TASKS TO PERFORM
• a. The discussion thread on MySQL unique constraints quotes a passage from the SQL standard. List every kind of table constraint that this passage names.
• b. Answer these questions using the discussion thread on MySQL unique constraints:
(i) Which standard does the quoted draft belong to?
(ii) In the output Andre Timmer shows, what is the value in the count(*) column?
(iii) In Jan Bols's example, what value do both rows hold in col2?
• c. Extend the discussion thread on MySQL unique constraints and NULL values, picking up after its final sentence.
===== TEXT PASSAGE =====
So either Oracle or MySQL doesn't behave correctly in this last test or this is a grey area in the SQL specs and both situations are allowed.
[15 Jan 2007 11:12] Sveta Smirnova
Below is quote from the draft of the INTERNATIONAL STANDARD of SQL 2003:

4.6.6.3 Table constraints 
A table constraint is an integrity constraint associated with a single base table. 
A table constraint is either a unique constraint, a primary key constraint, a referential constraint, or a check constraint. 
A unique constraint specifies one or more columns of the table as unique columns. A unique constraint is satisfied if and only if no two rows in a table have the same non-null values in the unique columns. 

As you see, MySQL documented behaviour is correct.
[15 Jan 2007 11:42] Andre Timmer
That's just the point MySQL doesn't meet "A unique constraint is satisfied if and only if no two rows in a table
have the same non-null values in the unique columns."

See the beginning of the call with the piece of output below:
+-------+------------+---------------------+-----------+----------+
| email | url_method | url                 | converter | count(*) |
+-------+------------+---------------------+-----------+----------+
| NULL  | POST       | http://www.dummy.az | NULL      |        2 |
+-------+------------+---------------------+-----------+----------+

Please read what's written not what you think i've written!!!!!!!!!!
(this call is about a unique key constraint with MORE THAN 1 column)
[25 Jan 2007 19:55] Sveta Smirnova
I have again checked the ANSI/ISO standard document and didn't find any rule to change NULL handling if such values are in UNIQUE column.
[7 Aug 2009 12:15] Jan Bols
Hi, 
regardless of what the exact interpretation of the SQL specs is, the use of a unique constraint spanning multiple columns is to enforce unique values.

So keeping that in mind, it would be incorrect to allow two rows like the following (consider there's a unique constraint on col1 and col2).

+----+------+------+
| id | col1 | col2 |
+----+------+------+
| 1  | NULL | val1 |
| 2  | NULL | val1 |
+----+------+------+

Both rows have the same non-null values (val1) and still they are considered as different in mysql.
===== EXCERPTED DATA =====
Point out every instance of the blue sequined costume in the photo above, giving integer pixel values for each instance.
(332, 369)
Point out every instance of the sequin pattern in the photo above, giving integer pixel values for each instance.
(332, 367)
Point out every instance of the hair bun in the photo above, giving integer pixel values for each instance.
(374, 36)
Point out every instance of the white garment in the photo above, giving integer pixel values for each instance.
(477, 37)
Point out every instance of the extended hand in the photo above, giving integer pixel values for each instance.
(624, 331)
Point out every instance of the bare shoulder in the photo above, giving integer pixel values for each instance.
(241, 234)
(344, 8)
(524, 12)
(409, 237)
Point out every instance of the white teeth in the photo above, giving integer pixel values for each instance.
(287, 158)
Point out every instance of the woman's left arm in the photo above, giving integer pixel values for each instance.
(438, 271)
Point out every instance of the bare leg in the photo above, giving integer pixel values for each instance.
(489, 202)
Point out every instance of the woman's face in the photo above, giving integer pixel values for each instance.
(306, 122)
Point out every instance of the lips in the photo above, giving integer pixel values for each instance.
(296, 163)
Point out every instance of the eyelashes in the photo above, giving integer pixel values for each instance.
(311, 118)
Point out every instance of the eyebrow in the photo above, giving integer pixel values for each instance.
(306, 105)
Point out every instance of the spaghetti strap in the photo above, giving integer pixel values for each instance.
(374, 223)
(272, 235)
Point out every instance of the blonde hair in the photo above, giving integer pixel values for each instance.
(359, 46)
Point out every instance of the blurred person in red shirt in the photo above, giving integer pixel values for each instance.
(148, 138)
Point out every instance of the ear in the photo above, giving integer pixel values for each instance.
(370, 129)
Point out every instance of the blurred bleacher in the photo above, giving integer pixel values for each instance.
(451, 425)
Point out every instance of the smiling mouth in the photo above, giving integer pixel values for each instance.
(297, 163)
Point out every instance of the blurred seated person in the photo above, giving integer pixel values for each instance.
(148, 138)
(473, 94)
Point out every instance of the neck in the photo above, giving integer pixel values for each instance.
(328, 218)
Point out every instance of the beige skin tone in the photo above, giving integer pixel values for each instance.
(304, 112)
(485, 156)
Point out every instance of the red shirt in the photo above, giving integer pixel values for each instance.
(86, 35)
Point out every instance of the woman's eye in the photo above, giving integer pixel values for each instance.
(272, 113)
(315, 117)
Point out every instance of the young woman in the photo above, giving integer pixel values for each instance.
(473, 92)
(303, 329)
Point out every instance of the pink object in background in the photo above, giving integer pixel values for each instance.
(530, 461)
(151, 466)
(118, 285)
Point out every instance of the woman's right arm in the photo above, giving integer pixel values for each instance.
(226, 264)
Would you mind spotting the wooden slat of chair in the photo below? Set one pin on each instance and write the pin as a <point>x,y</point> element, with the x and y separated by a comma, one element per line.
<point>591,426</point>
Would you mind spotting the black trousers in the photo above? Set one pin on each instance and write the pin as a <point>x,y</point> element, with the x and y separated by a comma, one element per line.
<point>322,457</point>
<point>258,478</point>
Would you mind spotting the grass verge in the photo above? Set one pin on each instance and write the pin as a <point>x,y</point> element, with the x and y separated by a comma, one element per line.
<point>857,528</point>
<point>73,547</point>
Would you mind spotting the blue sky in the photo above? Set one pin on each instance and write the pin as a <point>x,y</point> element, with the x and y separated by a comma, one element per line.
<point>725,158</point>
=====
===== EXCERPTED DATA =====
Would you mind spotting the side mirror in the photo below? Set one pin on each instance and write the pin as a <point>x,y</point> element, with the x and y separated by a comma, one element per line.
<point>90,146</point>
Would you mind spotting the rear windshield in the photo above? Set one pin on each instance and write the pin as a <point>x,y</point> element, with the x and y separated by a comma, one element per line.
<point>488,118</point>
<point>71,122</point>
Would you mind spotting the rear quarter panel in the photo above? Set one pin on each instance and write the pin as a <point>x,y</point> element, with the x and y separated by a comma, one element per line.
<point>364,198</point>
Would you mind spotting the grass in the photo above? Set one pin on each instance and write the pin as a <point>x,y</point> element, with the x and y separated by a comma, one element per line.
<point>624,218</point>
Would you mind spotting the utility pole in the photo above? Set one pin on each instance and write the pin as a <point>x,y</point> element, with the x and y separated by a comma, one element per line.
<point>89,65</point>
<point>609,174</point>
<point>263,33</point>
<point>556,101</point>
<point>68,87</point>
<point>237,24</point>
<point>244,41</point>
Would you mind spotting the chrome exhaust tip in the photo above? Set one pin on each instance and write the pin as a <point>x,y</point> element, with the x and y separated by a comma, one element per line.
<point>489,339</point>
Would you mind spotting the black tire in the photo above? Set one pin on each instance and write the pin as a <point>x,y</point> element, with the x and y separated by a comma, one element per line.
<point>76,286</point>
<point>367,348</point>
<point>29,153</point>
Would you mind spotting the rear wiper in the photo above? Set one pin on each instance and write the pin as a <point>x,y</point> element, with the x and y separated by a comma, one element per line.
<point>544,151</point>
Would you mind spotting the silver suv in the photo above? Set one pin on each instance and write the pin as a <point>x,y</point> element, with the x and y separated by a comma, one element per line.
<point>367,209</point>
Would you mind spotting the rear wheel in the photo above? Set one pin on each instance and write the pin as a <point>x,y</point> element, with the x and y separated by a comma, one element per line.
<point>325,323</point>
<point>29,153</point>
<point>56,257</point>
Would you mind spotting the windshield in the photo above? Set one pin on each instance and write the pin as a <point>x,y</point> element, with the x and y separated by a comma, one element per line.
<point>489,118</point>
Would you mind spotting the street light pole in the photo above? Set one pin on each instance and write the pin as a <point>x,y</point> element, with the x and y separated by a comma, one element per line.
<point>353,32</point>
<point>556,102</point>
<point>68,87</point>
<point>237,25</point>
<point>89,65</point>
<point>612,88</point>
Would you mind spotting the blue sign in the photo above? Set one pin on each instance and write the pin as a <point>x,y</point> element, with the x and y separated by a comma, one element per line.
=====
EXPECTED ANSWERS
• a.
- Unique constraint
- Primary key constraint
- Referential constraint
- Check constraint

• b.
(i) The INTERNATIONAL STANDARD of SQL 2003
(ii) 2
(iii) val1

• c.
In practice this makes a unique constraint on multiple columns completely useless once any of those columns is allowed to have null values. Nevertheless there are still a lot of valid use cases for these kind of situations.

That's why I would still consider this a bug.
[10 Aug 2009 3:37] Jonathan Wilson
I agree with Jan. 
This is effectively making the unique constraint useless for many applications. Namely an application where a column represents an optional (nullable) value.
The only workarounds I can think of are:
 1. Put a dummy value in the columns instead of null (and make it non nullable). Or reference a dummy "empty" entry if column is a foreign key to another table. 
 2. Manual checks prior to insertion.
Neither are great options.

I can see it depends a bit how the SQL spec is interpreted.
This issue has caught out quite a few people I know - so its behaviour is definately not intuitive anyway.
[22 Oct 2009 21:58] Oldřich Jedlička
I have use case for the implemented behaviour. I have two tables (page, page_history), the page_history has some columns (page_id refers to page table, revision is an integer). I want to create the page_history first for the first revision and then the page content. This means I can have more rows with page_id=NULL and revision=1 at the same time (different uncreated pages), but still when I create the real "page" and set the page_id, the combination page_id-revision has to be unique.

This is expected behaviour to me, because NULL values are not equal (even in unique constraints).
[7 Dec 2009 19:22] Peter Gulutzan
See also Bug#17825.
[16 Mar 2010 19:31] Kyle Pinette
This is absolutely ridiculous.  There should at least be a configuration option for this problem.  I understand that the spec says a unique constraint should work in this way, but it doesn't make sense in most cases.  I have duplicate rows in my database because of this problem.  I cannot use any value other than NULL due to the fact that I am using Hiberante.  If I use a value that is non-null that doesn't reference an actual key, it throws an exception.

Also, if this is the official stance of MySQL, your documentation contradicts what you've said.

"When using DISTINCT, GROUP BY, or ORDER BY, all NULL values are regarded as equal."

Taken from http://dev.mysql.com/doc/refman/5.0/en/problems-with-null.html.

So, in one place MySQL regards NULL values as equal, in another they are regarded as distinct...does that make sense?
[26 Apr 2011 13:22] Karsten Wutzke
+1 for the comments made, especially the previous one. It's really inconsistent to the bone. PLEASE FIX.
[28 Jun 2011 11:09] [ name withheld ]
+1 

I also think this behaviour is quite ridiculous and limits the possibilities of working with UNIQUE indexes.

A fix or at least a configurable setting would be very appreciated.
[28 Jun 2011 11:43] Andre Timmer
On "[12 Jan 2007 11:17]" i commented that the interpretation of Oracle database is different (read: as expected). This didn't make an impression.

Anyone knows how SQL Server, PostgreSQL or e.g. SQLite handles this?
[30 Jun 2011 7:59] Bernie van't Hof
I've recently fallen foul of the issue too and wasted quite some time coming to grips with the current implementation.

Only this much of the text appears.